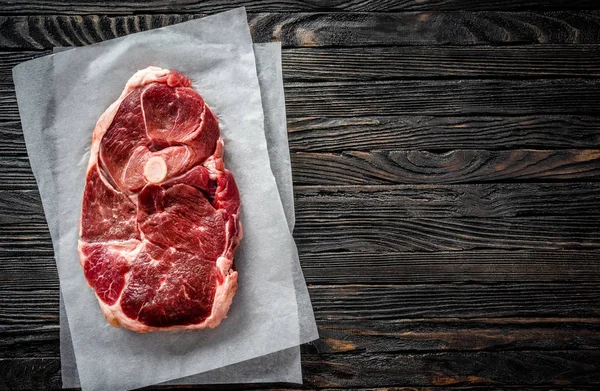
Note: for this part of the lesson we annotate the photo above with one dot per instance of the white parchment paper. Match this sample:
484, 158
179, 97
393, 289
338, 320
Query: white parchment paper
285, 365
60, 98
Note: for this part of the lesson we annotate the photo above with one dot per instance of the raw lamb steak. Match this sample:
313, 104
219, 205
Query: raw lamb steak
159, 223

---*---

> _WRITTEN INSTRUCTION_: Please reproduce every item above word for word, leaving out the pictures.

> _TASK SOLUTION_:
Note: for this part of the lesson we annotate the photo above with one dot per instance of the white parchment paper. Match this sample:
484, 158
179, 97
393, 289
338, 320
Query: white parchment paper
285, 365
60, 98
Note: for this part of the lesson we annotate the photo above with one dot per instance of the raw lamb steak. Match this sample:
313, 104
219, 205
Query: raw lamb steak
159, 223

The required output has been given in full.